# Excerpt to read
###

Personally, I think that there is too little mention of the possibility, even likely occurrence, of a hiatus or two in the ice core literature. Is this because it is overlooked, because it is seldom found in the chosen locations, or why? A recognised hiatus in Antarctic ice has important implications.
From readers, I’d be grateful for references in ice core literature to unconformities etc and hiatus periods.
Geoff.
Actually a major melt unconformity would be very conspicuous since it would collect all insolubles (dust, volcanic ash, micrometeorites etc) from the missing period in a single layer. Unconformities do occur and are a major problem in the deeper part of the cores, but they are caused by deformation of the ice as it moves over uneven bedrock.
Thanks, tty
The dust etc. ‘should’ accumulate and aid detection, but one can envisage scenarios where accumulation ‘might not’ happen. Any references in mind?
Glacier Girl (a Lockheed P-38F) was lost in 1942, 10 miles from the South-Eastern shore of Greenland on the ice sheet. Search began in 1981, it was found in 1988 using ground penetrating radar, two miles away under 264 feet of ice. It was dug out and flown again eventually.

###

# Collected data

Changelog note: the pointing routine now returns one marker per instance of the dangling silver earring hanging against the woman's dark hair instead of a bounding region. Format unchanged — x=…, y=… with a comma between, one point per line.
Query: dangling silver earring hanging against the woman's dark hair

###

# Tasks for this exercise
**1)** In the ice core thread, reproduce the passage from "Actually a major" up to and including "references in mind?", swapping "insolubles" for "insoluble particles".
**2)** Resume the ice core thread after its final sentence and continue writing it.

# Your responses
**1)**
Actually a major melt unconformity would be very conspicuous since it would collect all insoluble particles (dust, volcanic ash, micrometeorites etc) from the missing period in a single layer. Unconformities do occur and are a major problem in the deeper part of the cores, but they are caused by deformation of the ice as it moves over uneven bedrock.
Thanks, tty
The dust etc. ‘should’ accumulate and aid detection, but one can envisage scenarios where accumulation ‘might not’ happen. Any references in mind?

**2)**
Therefore average annual ice accumulation at that site was almost 6 feet for half a century, meaning much more snow, because it gets compacted into ice once buried.
I can hardly believe a single season’s surface melt may have lasting effect on albedo under such circumstances.
Nope, under 264 feet of compacted snow. The pressure is only high enough to turn the firn into solid ice at about 300 feet. Details here:
http://www.iceandclimate.nbi.ku.dk/research/flowofice/densification/
Planes were found at a depth of 80 m.
http://images.slideplayer.com/15/4554181/slides/slide_13.jpg
Average density of firn down to that depth is much higher than that of fresh snow, because as pressure builds up, it gets compressed ever more.
To reach a depth of 80 m in half a century at least ten feet of annual snowfall is needed. It is never going to melt back sufficiently during the next summer to expose darker layers beneath, no way.
The Dark Snow project also found a reduction in albedo in recent years.
http://darksnow.org
I was poking around and discovered back in the 1960s for Cold War military exercises they were flying B52s constantly over Greenland. B52s belch out incredible amounts of soot, Ive seen it firsthand with the B52s that flew out of KI Sawyer, one smokey one also shown in the attached pic. I gotta wonder if a lot of that soot can be traced back to the B52s.
http://gizmodo.com/5083001/us-air-force-abandoned-nuclear-bomb-in-greenland
Official name was Operation Chrome Dome, ran from 1960 to 1968.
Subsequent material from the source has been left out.